>>>
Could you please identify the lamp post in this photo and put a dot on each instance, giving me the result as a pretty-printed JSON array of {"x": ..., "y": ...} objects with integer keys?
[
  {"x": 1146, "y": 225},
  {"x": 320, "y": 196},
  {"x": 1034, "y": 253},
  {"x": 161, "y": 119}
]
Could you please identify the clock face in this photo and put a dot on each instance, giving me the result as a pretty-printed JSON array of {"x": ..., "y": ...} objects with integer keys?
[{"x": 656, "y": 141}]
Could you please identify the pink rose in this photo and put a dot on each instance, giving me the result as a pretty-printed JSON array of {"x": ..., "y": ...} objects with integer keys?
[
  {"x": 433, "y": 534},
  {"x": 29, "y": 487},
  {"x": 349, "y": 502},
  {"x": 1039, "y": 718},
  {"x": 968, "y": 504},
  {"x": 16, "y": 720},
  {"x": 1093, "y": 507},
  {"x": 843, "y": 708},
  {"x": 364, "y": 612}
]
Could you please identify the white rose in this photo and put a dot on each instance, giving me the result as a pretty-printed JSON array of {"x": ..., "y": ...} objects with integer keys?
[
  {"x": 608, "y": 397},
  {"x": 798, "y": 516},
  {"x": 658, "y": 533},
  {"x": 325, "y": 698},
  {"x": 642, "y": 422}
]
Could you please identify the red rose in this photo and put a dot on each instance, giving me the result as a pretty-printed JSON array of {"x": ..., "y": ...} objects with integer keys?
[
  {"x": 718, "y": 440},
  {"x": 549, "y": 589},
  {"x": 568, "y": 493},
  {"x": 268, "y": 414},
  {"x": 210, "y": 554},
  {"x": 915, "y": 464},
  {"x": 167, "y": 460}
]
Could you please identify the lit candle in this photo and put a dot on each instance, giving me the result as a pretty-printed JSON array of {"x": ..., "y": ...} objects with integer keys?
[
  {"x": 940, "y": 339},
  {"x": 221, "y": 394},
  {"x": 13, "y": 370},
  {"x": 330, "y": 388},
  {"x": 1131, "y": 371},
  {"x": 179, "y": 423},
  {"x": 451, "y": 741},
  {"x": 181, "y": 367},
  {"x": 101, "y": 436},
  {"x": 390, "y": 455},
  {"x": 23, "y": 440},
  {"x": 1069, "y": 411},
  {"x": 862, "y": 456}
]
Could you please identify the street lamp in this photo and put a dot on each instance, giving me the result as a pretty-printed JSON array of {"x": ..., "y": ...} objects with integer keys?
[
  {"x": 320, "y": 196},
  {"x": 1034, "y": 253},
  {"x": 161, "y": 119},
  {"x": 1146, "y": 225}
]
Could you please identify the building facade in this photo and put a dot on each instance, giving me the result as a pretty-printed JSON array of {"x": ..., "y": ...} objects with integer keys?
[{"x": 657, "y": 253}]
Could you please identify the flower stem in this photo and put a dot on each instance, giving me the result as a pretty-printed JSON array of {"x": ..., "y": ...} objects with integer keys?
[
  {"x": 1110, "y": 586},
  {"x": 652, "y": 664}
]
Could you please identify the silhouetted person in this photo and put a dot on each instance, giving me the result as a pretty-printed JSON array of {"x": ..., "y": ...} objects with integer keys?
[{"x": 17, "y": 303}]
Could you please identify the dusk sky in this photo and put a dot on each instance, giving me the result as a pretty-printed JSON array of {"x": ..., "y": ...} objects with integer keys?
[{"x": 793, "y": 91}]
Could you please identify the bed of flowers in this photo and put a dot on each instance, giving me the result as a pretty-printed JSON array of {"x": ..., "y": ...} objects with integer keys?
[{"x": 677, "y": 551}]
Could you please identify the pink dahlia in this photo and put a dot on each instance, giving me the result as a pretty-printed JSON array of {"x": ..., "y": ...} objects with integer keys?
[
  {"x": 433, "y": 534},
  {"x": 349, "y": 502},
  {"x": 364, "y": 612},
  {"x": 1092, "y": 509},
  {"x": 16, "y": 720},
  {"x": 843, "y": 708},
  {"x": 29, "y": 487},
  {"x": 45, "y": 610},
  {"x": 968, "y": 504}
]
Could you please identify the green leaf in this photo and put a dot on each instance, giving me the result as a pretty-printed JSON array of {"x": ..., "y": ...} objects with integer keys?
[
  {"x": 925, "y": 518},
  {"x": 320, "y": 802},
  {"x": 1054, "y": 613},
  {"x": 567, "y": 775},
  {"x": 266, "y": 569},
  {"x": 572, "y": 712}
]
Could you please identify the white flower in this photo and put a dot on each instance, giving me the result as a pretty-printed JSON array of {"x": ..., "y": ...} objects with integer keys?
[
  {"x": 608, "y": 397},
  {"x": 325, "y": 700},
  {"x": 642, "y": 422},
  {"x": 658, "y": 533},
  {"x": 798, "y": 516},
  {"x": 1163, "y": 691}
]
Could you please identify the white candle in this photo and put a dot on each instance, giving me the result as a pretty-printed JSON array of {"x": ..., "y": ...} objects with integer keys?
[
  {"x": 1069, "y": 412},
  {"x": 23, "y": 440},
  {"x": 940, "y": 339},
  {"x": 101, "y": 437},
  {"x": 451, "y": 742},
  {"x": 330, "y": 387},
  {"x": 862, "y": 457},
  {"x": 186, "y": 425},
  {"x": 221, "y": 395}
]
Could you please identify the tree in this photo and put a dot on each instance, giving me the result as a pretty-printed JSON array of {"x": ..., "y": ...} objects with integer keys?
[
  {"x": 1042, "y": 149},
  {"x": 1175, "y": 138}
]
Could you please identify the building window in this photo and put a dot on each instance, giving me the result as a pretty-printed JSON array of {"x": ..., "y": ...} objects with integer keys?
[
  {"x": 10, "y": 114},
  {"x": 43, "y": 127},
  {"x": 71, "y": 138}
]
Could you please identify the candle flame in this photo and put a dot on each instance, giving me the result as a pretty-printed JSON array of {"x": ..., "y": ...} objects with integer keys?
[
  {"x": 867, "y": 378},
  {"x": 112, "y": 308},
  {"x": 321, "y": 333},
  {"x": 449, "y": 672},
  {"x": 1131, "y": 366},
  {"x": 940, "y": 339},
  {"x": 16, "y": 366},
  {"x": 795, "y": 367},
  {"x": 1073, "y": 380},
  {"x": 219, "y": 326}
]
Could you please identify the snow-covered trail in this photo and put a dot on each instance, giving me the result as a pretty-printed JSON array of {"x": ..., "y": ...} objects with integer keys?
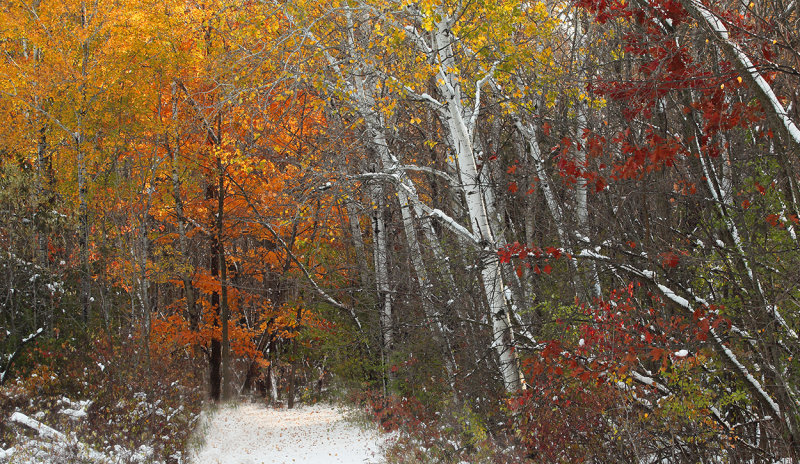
[{"x": 254, "y": 434}]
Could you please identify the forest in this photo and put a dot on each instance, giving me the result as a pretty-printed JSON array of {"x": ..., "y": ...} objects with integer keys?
[{"x": 513, "y": 231}]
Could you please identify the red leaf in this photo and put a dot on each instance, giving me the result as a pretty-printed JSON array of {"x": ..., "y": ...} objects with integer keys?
[{"x": 669, "y": 259}]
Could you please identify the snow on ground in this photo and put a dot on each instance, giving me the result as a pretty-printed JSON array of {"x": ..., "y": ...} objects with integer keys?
[{"x": 255, "y": 434}]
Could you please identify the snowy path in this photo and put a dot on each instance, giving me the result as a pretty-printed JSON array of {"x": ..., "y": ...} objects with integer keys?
[{"x": 255, "y": 434}]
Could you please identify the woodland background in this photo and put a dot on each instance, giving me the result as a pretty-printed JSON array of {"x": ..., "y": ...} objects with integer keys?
[{"x": 545, "y": 231}]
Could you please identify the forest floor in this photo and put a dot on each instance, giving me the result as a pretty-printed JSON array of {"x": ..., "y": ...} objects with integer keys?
[{"x": 250, "y": 433}]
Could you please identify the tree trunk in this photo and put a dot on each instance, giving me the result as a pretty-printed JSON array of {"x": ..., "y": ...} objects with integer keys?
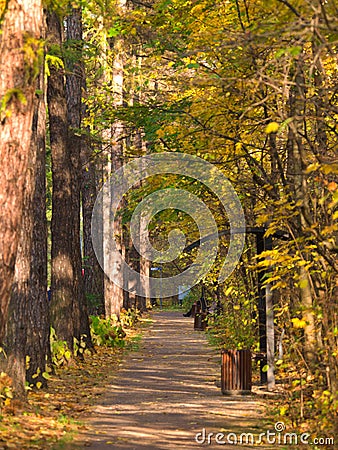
[
  {"x": 29, "y": 286},
  {"x": 74, "y": 83},
  {"x": 17, "y": 90},
  {"x": 38, "y": 331},
  {"x": 93, "y": 274},
  {"x": 62, "y": 270}
]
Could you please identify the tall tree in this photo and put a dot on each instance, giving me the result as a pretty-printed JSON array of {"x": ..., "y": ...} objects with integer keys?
[
  {"x": 21, "y": 51},
  {"x": 74, "y": 87},
  {"x": 62, "y": 268}
]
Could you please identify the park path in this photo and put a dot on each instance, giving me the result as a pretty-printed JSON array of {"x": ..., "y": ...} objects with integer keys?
[{"x": 167, "y": 392}]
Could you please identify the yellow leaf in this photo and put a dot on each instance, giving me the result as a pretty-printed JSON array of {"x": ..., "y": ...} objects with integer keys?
[
  {"x": 298, "y": 323},
  {"x": 273, "y": 127}
]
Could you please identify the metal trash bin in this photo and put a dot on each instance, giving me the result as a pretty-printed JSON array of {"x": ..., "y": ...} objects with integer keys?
[
  {"x": 236, "y": 372},
  {"x": 200, "y": 321},
  {"x": 194, "y": 309}
]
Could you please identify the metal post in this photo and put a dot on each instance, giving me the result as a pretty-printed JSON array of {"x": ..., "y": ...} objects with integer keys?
[{"x": 161, "y": 293}]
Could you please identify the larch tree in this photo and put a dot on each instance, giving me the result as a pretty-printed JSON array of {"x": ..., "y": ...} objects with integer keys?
[
  {"x": 21, "y": 54},
  {"x": 63, "y": 302}
]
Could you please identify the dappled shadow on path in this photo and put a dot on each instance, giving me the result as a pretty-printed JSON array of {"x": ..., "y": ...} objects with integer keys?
[{"x": 167, "y": 392}]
<<<
:: Task description ::
From the line containing "Could you please identify the dappled" through the end of the material, print each line exactly as it appears.

:: Solution to this problem ::
Could you please identify the dappled shadow on path in this photo and put a dot on each instance, giving me the result as a pretty-printed JSON array of {"x": ..., "y": ...} objects with integer keys?
[{"x": 167, "y": 392}]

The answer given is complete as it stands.